| DOCUMENT EXCERPT |
They also claimed that “Robust evidence has shown that SSRIs are safe in pregnancy and that most do not increase the risk of birth defects. However, untreated depression in pregnancy can put our patients at risk for substance use, preterm birth, preeclampsia, limited engagement in medical care and self-care, low birth weight, impaired attachment with their infant, and even suicide…Unfortunately, the many outlandish and unfounded claims made by the panelists regarding SSRIs will only serve to incite fear and cause patients to come to false conclusions that could prevent them from getting the treatment they need.”

The Society for Maternal-Fetal Medicine stated they were “alarmed by the unsubstantiated and inaccurate claims made by FDA panelists concerning maternal depression and the use of SSRI antidepressants during pregnancy” and strongly supported the use of SSRIs. 

They claimed that “Untreated or undertreated depression during pregnancy carries health risks, such as suicide, preterm birth, preeclampsia, and low birth weight…the available data consistently show that SSRI use during pregnancy is not associated with congenital anomalies, fetal growth problems, or long-term developmental problems.”

The National Curriculum in Reproductive Psychiatry was deeply concerned that some panelists “presented misleading or stigmatizing information about psychiatric treatment during pregnancy, undermined the scientific consensus, and failed to appropriately center the well-being of pregnant individuals.”

As shown in Whitaker’s article, virtually all statements were false, but they were propagated and enforced in major media, which did not investigate the issues at all. 

The Los Angeles Times wrote that the panel spread misinformation about the drugs’ use in pregnancy and that healthcare providers had said that the risks of not treating depression in pregnancy far outweigh those of SSRIs.

The New York Times wrote that the panel was alarmingly biased against antidepressant use and did not adequately acknowledge the harms of untreated perinatal mood disorders in pregnancy.

NBC News accused the panel of promoting misinformation, “according to several psychiatrists who tuned into the meeting.” 

National Public Radio talked about misinformation alarming doctors and claimed that 

Well-controlled studies had not found the risks highlighted by the FDA panel.

| WHAT YOU ARE ASKED TO DO |
Could you revise the passage on the SSRI panel from "The Los Angeles Times wrote that" up to and including "the FDA panel.", putting "false information" wherever "misinformation" appears?

| AVAILABLE DATA |
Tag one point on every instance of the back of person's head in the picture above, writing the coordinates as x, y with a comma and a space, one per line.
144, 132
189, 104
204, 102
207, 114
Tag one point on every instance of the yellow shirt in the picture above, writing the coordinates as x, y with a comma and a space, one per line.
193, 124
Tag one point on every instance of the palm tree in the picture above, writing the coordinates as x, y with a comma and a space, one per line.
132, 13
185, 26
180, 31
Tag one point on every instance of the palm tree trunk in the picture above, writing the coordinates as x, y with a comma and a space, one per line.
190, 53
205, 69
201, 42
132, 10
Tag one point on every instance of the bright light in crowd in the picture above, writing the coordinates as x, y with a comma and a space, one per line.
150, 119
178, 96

| EXPECTED ANSWER |
The Los Angeles Times wrote that the panel spread false information about the drugs’ use in pregnancy and that healthcare providers had said that the risks of not treating depression in pregnancy far outweigh those of SSRIs.

The New York Times wrote that the panel was alarmingly biased against antidepressant use and did not adequately acknowledge the harms of untreated perinatal mood disorders in pregnancy.

NBC News accused the panel of promoting false information, “according to several psychiatrists who tuned into the meeting.” 

National Public Radio talked about false information alarming doctors and claimed that 

Well-controlled studies had not found the risks highlighted by the FDA panel.